## Source material
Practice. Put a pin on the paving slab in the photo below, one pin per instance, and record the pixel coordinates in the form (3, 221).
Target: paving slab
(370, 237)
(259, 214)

---

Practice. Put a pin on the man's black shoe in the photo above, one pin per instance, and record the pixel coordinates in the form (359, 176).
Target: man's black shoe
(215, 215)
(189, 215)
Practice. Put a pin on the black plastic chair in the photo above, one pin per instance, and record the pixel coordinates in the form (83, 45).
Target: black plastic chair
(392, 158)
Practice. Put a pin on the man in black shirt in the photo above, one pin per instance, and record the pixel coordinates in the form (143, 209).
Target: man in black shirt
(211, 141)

--

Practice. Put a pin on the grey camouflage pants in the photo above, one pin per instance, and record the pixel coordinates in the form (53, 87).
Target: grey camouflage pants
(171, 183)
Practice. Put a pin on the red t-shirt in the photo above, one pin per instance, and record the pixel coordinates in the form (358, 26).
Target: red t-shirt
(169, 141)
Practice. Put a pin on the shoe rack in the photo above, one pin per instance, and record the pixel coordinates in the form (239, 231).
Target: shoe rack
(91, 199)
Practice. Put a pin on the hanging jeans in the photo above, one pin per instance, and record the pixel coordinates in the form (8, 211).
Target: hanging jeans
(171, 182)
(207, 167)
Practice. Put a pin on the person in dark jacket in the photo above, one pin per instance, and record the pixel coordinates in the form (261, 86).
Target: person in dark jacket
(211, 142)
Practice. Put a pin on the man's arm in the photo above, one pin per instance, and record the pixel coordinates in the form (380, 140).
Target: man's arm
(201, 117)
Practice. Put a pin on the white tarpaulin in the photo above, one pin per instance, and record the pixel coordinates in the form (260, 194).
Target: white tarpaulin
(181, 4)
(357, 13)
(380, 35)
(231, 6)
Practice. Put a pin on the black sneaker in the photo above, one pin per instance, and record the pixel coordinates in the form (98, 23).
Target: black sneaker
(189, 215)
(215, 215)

## What the task asks
Going back to the entries above, set down exactly the lines that begin at the one with "Practice. Put a pin on the person" and end at the one with "Practice. Put a pin on the white", both included, and nothing else.

## Result for this task
Practice. Put a pin on the person in dark jacket in the photo above, one pin per instance, and record the pixel coordinates in the form (261, 86).
Target: person in dark jacket
(211, 142)
Practice. Put a pin on the man's arm in the photo above, one pin per instance, and record the pixel coordinates in the form (380, 140).
Target: man's arm
(201, 117)
Practice. Put a pin on the white tarpaulin in the photo above, one pin per instance, and record the pixel coordinates in the form (260, 194).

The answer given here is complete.